Written problem 1:
Find every line in the entries that contains the string "vanity", matching case exactly, and copy each of those lines.
Written problem 2:
Finish out the next part of the forum post on navigating the DOM tree with BeautifulSoup, starting after its last line.

Selected extract:
——
Navigating the DOM tree with BeautifulSoup

Navigating the DOM tree with BeautifulSoup - python

I'm scraping a website for prices of listings, and am not figuring out how to navigate the tree structure.
In the best of worlds I would have a for loop to iterate over all the lis and do some data analysis, hence I would love to have an iterator iterate over the specific elements that are nested way down.
I tried to call nested elements à la .div.div. I think I'm just new to this, some lines of help would be greatly appreciated!
myurl = 'https://www.2ememain.be/l/velos-velomoteurs/q/velo/'
uClient = uReq(myurl)
——
Supplied information:
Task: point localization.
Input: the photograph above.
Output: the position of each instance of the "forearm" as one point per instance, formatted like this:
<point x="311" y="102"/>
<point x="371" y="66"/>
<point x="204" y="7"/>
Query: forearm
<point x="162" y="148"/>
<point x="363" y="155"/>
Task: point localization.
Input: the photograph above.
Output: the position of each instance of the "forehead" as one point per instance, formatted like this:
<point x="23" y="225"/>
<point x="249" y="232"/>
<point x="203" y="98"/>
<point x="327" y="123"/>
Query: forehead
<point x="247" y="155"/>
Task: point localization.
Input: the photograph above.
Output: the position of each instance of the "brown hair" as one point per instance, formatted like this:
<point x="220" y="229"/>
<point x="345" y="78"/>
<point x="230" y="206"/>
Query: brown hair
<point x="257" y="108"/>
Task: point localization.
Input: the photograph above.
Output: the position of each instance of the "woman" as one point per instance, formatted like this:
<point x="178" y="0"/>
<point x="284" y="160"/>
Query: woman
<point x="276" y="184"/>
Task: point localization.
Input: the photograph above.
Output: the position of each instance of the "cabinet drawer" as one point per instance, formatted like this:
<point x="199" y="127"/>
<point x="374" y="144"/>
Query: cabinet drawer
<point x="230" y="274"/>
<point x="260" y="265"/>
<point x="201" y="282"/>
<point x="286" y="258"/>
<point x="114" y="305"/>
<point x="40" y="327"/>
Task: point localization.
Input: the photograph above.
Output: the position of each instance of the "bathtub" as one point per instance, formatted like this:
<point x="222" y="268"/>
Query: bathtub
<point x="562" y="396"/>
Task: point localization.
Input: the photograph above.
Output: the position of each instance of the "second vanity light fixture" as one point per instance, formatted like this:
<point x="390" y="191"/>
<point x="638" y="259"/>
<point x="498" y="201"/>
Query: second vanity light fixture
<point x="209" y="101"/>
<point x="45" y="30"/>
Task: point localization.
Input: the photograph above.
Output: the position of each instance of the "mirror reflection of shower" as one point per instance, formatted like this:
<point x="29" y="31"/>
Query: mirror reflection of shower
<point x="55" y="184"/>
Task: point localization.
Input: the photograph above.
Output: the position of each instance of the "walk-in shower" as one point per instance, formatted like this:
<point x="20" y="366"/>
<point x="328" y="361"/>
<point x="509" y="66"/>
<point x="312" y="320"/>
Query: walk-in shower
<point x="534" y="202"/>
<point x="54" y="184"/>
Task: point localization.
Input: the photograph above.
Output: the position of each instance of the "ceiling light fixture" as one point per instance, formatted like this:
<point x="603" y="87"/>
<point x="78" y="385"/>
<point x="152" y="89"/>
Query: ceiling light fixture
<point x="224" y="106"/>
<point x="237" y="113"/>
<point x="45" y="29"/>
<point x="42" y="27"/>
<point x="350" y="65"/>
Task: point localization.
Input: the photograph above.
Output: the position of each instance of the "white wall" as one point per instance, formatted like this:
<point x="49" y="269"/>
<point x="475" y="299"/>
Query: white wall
——
Final result 1:
Output: the position of each instance of the "second vanity light fixture" as one point per instance, formatted like this:
Query: second vanity light fixture

Final result 2:
page_html = uClient.read()
uClient.close()
page_soup = soup(page_html, "lxml")
containers = page_soup.findAll(
"li", {"class": "mp-Listing mp-Listing--list-item"})
Here is the tree structure:
<li class="mp-Listing mp-Listing--list-item">
<figure class="mp-Listing-image-container"><a
data-tracking="mucLxVHX8FbvYBHPHfGkOCRq9VFszDlhSxgIClJUJRXbTYMnnOw8kI1NFuitzMperXfQZoyyS2Mx8VbGSZB7_jITV8iJZErGmgWsWp4Arvmpog9Hw3EO8q45U-6chavRHHXbOGPOeNci_683vlir1_SAK-XDa7Znjl22XHOxxH_n3QwloxZSRCxAKGjVYg8aQGTfUgZd2b9DDBdUR2fqyUEUXqnMGZ5hjKlTKTR67obF26tTc8kc1HAsv_fvTEfJW-UxpJCuVhXjKi3pcuL99F8QesdivVy1p_jhs7KL-528jJXZ-LGNSz6cloZlO3yEsAdN_NxI4vz76mTfPY-fiRuAlSPfcjP8KYuDw9e8Qz-QyhUNfhIzOZyU6r1suEfcihY9w_HYY-Qn6vmZ8Bw9ZZn4CEV7odI4_7RzYe8OBw4UmTXAODFxJgS-7fnlWgUAZqX8wu_WydbQLqDqpMXEMsbzKFxaerTLhhUGBqNlBEzpJ0jBIm7-hafuMH5v3IRU0Iha8fUbu7soVLYTuTcbBG2dUgEH-O2-bALjnkMB8XWlICCM14klxeRyOAFscVKg2m6p5aanRR38dgEXuvVE9UcSjHW43JeNSv3gJ7GwJww"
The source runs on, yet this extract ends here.